------ EXCERPTED TEXT

As of 30 June 2015, there were 62 active listing applications submitted to the HKEx. The upcoming Shenzhen-Hong Kong Stock Connect will also help increase the competitiveness of Hong Kong’s capital market.
Chan says: “The Shenzhen stock market comprises mainly of small and medium sized companies including those in their early growth stages. It supplements the offerings made available by the Shanghai-Hong Kong Stock Connect and the additional choices are expected to attract interest from overseas investors.”
On the other hand, as Mainland China continues with market reforms and proposals for the introduction of new funding channels, this poses greater competition for Hong Kong.
China’s securities regulator is moving ahead with reforms to its stock issuance regime, from the current approval-based system to a registration-based system. The proposals may significantly shorten the time for processing an IPO and provide an additional venue for Mainland companies to seek funding locally.

------------
------ EXCERPTED RECORDS

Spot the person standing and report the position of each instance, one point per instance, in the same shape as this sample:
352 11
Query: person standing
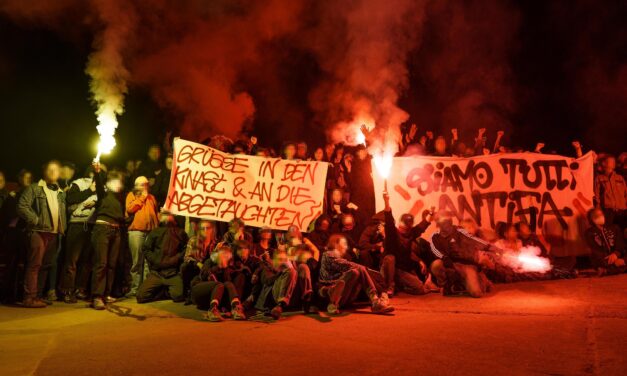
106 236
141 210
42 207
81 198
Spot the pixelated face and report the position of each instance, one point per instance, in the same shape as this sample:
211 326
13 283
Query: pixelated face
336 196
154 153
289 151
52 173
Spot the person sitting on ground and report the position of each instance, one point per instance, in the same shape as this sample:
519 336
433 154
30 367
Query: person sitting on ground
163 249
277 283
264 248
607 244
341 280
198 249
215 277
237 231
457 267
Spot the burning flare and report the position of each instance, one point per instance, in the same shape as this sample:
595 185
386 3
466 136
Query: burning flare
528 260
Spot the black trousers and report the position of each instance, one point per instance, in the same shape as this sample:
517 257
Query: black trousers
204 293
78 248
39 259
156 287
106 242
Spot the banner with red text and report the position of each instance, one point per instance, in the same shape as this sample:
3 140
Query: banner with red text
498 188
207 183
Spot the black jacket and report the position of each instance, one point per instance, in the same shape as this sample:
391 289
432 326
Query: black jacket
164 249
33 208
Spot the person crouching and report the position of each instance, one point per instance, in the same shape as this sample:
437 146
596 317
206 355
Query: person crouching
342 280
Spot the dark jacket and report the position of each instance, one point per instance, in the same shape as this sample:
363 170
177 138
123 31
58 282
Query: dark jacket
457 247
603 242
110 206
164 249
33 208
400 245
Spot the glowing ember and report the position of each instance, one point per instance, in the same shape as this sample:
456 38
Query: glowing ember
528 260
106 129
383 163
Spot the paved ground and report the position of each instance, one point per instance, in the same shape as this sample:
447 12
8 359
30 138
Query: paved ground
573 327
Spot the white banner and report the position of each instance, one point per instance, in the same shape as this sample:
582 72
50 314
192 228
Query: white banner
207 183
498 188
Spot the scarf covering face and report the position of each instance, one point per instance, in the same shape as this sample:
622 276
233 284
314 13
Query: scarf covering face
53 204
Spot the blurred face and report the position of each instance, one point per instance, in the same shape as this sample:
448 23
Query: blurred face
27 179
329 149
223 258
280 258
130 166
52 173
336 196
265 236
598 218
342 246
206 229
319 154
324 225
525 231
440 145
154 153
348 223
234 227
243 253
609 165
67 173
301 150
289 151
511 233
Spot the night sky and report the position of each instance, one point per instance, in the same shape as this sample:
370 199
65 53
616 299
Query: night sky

------------
------ EXCERPTED RECORDS

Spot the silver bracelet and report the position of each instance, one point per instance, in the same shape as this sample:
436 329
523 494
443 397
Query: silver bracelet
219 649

------------

### GOAL
In the text on Hong Kong stock listings, please translate this sentence into Spanish: "As of 30 June 2015, there were 62 active listing applications submitted to the HKEx."

### ANSWER TO THE TASK
Al 30 de junio de 2015, había 62 solicitudes de cotización activas presentadas ante la HKEx.